* WHAT THIS TASK INVOLVES
Rewrite all of the data below with every instance of "Drop a point" changed to "Mark a spot" and nothing else altered, leaving out the pictures.

* RECORD EXCERPTS
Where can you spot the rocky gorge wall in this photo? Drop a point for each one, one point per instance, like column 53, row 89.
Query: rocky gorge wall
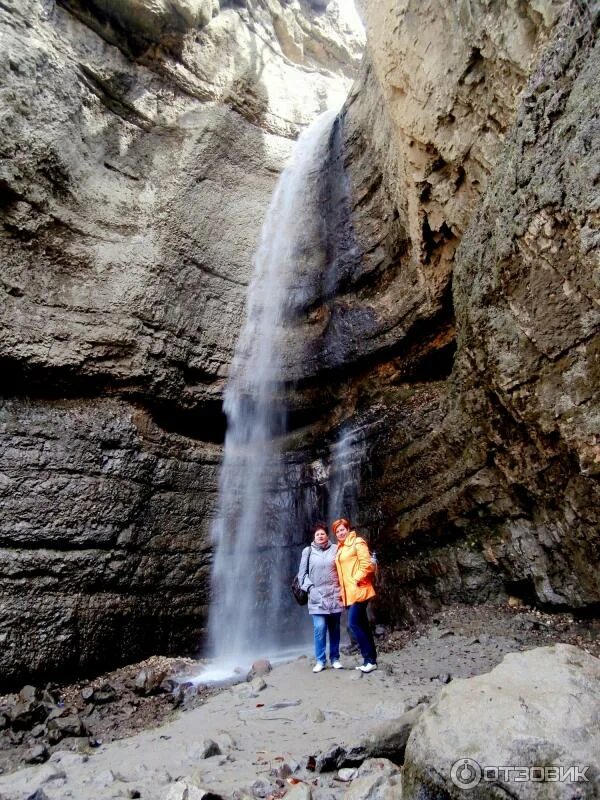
column 482, row 478
column 455, row 332
column 140, row 144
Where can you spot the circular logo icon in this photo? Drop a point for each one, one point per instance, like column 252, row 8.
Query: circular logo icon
column 466, row 773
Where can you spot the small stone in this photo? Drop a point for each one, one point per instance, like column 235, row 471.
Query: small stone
column 105, row 694
column 36, row 755
column 261, row 667
column 347, row 774
column 148, row 681
column 209, row 748
column 261, row 789
column 39, row 794
column 226, row 741
column 300, row 791
column 67, row 726
column 330, row 760
column 27, row 694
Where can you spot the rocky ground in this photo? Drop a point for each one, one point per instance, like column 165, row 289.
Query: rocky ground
column 139, row 731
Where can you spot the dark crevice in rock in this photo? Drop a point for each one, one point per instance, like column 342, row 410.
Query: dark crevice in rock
column 205, row 423
column 111, row 100
column 426, row 353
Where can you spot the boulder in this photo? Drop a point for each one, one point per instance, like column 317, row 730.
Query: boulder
column 259, row 668
column 184, row 789
column 389, row 738
column 537, row 710
column 377, row 779
column 149, row 681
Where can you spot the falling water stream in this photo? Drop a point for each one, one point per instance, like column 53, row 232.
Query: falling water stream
column 250, row 611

* RIGHT ANSWER
Where can you spot the rocky gorge wall in this photo? Mark a spot for each one, one point per instance, like column 53, row 89.
Query: rocky gorge wall
column 482, row 478
column 455, row 332
column 140, row 144
Where can you spot the circular logo icon in this photo? Mark a spot for each one, one point per instance, like column 252, row 8.
Query: circular logo icon
column 466, row 773
Where can you spot the small stone in this photo? Mark a spot for each one, one point per instance, like column 235, row 471.
Query: small stone
column 105, row 694
column 36, row 755
column 261, row 667
column 347, row 774
column 148, row 681
column 209, row 748
column 261, row 789
column 39, row 794
column 226, row 741
column 300, row 791
column 67, row 726
column 330, row 760
column 27, row 694
Where can you spot the rocky ground in this photo? Mark a spot for each one, one point per instance, like column 165, row 289.
Query: rocky ground
column 139, row 731
Where can you spot the dark crevice in rock in this photo? Mark a spot for each one, one point per instance, like column 342, row 410.
Query: dark crevice in rock
column 205, row 423
column 111, row 100
column 426, row 353
Where can you spot the boulder in this photo? Mark a spot for each one, one point per instance, like column 317, row 730.
Query: boulder
column 259, row 668
column 184, row 789
column 389, row 738
column 537, row 710
column 377, row 779
column 149, row 681
Where can you spot the falling water stream in this photo? Mark a spot for each one, one point per instance, like column 53, row 232.
Query: falling water stream
column 250, row 611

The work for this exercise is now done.